## TASK INSTRUCTIONS
A single number is the answer: the count of lines in these records with "sign" in them.

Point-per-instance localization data
= Beginning of Section =
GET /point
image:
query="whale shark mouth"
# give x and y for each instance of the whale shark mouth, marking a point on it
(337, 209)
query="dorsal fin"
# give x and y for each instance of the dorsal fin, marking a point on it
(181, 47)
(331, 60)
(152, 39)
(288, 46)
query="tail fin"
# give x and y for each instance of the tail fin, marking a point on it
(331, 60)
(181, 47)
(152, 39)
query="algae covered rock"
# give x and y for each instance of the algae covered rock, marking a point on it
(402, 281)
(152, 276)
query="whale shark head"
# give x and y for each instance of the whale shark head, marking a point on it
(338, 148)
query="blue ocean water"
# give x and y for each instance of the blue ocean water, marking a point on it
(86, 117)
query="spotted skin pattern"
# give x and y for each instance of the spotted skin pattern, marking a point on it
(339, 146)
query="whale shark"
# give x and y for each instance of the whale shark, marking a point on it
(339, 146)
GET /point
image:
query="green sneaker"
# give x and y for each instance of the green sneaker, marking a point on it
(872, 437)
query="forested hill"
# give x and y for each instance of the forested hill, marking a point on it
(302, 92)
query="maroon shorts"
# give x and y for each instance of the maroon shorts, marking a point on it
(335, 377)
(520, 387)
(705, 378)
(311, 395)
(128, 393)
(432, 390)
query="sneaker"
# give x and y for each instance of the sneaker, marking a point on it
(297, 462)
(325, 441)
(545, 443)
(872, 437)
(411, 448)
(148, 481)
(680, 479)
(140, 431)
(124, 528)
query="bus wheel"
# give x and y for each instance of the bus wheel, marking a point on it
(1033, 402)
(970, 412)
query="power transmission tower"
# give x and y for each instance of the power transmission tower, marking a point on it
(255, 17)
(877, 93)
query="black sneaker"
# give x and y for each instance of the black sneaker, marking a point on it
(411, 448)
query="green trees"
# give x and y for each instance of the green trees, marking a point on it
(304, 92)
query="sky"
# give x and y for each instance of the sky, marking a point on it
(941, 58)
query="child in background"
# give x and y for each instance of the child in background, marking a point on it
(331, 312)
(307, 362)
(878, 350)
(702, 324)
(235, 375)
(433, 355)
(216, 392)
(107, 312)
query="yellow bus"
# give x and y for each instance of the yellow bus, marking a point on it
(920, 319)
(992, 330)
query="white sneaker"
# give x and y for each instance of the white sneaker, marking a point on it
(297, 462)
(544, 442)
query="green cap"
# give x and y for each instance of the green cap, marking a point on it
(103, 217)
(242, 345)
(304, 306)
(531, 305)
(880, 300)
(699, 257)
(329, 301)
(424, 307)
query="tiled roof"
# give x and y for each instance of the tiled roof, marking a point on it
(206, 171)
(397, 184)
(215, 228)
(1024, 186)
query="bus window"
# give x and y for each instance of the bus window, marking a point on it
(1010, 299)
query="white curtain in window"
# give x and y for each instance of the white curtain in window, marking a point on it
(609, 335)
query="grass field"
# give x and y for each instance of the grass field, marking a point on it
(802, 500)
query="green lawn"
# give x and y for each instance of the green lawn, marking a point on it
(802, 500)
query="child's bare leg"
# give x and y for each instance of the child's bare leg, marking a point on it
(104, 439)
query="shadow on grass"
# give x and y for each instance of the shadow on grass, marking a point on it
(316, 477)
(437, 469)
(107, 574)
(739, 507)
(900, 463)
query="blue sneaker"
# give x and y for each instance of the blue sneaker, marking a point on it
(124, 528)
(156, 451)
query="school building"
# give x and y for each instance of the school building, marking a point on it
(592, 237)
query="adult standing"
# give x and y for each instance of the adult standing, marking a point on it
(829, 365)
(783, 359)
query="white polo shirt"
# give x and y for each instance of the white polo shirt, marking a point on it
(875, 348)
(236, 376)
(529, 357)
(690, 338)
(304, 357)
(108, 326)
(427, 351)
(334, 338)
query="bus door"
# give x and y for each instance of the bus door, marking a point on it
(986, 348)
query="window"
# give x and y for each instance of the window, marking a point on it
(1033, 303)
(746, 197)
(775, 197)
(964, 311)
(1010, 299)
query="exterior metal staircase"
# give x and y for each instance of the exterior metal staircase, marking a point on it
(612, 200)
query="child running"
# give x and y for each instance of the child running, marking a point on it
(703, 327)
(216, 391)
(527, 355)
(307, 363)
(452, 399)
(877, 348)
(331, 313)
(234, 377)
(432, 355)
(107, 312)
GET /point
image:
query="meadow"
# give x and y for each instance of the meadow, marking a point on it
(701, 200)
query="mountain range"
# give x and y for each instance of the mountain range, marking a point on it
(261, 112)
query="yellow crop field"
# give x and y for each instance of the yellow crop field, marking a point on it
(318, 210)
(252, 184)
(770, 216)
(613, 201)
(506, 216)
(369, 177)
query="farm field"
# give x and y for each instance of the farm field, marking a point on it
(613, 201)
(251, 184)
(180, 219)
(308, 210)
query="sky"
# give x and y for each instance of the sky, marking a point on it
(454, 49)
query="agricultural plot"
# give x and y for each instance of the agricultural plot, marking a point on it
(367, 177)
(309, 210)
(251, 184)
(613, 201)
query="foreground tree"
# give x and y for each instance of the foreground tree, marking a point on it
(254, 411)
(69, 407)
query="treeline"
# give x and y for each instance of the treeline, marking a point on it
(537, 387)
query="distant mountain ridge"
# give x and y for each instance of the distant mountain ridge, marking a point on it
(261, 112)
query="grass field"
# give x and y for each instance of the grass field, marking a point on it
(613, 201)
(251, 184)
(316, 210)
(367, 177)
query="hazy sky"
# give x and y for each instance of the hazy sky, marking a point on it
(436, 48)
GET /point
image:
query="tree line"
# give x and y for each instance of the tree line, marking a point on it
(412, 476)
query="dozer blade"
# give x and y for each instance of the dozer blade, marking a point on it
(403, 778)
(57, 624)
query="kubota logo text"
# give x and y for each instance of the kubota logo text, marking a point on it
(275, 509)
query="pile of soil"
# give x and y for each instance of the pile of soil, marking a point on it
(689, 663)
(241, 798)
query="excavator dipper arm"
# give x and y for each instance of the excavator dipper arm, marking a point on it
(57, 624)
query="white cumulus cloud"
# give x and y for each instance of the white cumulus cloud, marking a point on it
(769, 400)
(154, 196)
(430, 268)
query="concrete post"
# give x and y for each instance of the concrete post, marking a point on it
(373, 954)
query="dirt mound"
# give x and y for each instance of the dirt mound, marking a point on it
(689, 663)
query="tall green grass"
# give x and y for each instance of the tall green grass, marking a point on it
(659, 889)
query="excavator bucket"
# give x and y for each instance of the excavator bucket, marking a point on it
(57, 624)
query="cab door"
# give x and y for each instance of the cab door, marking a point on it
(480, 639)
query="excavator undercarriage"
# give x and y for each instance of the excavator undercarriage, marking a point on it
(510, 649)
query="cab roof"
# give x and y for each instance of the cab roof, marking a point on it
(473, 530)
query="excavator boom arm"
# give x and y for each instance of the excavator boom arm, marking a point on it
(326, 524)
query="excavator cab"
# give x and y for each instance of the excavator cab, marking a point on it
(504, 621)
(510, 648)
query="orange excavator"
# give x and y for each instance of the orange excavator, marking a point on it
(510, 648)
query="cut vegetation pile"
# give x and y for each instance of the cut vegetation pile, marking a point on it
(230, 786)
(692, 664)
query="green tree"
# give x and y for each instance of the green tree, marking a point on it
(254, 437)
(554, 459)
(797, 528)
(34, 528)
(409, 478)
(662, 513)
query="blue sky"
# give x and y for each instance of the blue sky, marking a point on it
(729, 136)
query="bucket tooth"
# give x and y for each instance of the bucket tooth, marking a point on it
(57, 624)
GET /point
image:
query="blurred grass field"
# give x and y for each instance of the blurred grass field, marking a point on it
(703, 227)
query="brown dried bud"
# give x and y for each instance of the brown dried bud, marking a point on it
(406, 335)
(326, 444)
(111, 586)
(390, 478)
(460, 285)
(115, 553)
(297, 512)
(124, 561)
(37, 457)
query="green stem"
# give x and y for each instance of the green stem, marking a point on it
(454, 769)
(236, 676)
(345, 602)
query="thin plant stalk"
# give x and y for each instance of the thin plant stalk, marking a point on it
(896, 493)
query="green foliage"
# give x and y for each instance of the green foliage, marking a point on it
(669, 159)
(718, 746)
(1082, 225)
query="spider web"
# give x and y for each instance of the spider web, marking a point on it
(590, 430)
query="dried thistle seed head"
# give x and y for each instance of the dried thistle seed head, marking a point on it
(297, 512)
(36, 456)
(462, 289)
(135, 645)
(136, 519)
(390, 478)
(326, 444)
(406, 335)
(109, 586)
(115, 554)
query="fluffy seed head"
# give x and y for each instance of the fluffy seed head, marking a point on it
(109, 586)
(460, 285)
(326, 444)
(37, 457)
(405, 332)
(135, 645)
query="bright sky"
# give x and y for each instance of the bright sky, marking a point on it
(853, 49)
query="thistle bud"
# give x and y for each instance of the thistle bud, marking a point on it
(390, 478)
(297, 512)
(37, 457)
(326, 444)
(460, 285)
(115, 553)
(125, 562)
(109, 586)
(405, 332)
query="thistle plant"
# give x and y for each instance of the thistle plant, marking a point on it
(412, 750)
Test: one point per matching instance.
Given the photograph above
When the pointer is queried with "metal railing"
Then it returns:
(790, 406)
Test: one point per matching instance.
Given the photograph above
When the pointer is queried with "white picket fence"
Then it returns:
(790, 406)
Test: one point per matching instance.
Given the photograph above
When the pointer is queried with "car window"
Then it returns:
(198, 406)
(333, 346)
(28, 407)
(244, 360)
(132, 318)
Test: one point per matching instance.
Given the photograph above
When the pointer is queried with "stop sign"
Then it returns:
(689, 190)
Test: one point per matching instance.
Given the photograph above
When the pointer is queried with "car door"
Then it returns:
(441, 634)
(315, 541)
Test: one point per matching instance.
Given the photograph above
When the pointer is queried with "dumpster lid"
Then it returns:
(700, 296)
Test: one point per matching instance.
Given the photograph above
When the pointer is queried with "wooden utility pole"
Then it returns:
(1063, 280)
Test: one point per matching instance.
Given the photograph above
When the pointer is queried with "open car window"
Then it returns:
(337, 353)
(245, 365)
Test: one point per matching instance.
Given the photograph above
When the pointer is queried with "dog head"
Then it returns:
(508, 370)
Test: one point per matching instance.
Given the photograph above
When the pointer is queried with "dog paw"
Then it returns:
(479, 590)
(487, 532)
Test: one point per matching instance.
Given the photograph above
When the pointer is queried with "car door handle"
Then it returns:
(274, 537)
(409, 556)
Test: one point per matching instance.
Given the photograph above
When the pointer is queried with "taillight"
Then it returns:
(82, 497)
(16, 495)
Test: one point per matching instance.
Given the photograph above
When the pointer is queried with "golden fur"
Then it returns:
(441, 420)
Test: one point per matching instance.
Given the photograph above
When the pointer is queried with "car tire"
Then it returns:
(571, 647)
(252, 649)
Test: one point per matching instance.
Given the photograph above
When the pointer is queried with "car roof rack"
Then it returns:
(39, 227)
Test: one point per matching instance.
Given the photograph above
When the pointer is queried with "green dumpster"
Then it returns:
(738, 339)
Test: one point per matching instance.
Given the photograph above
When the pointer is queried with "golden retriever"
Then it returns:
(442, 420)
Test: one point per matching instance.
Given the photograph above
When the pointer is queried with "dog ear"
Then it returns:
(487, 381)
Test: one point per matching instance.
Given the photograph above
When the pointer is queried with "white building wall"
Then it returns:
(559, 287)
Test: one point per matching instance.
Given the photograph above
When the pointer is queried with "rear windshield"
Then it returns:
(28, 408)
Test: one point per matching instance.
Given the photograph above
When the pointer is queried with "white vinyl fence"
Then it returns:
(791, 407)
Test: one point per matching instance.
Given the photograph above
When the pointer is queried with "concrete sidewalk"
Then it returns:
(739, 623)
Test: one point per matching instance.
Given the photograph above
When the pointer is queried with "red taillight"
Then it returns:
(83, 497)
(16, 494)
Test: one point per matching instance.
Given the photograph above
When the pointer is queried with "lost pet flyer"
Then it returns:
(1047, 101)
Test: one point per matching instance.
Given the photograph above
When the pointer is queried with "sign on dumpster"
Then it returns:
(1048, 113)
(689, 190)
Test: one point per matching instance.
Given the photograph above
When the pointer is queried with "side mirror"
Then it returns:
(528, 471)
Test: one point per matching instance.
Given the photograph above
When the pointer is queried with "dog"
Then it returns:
= End of Section =
## SOLUTION TO THIS TASK
2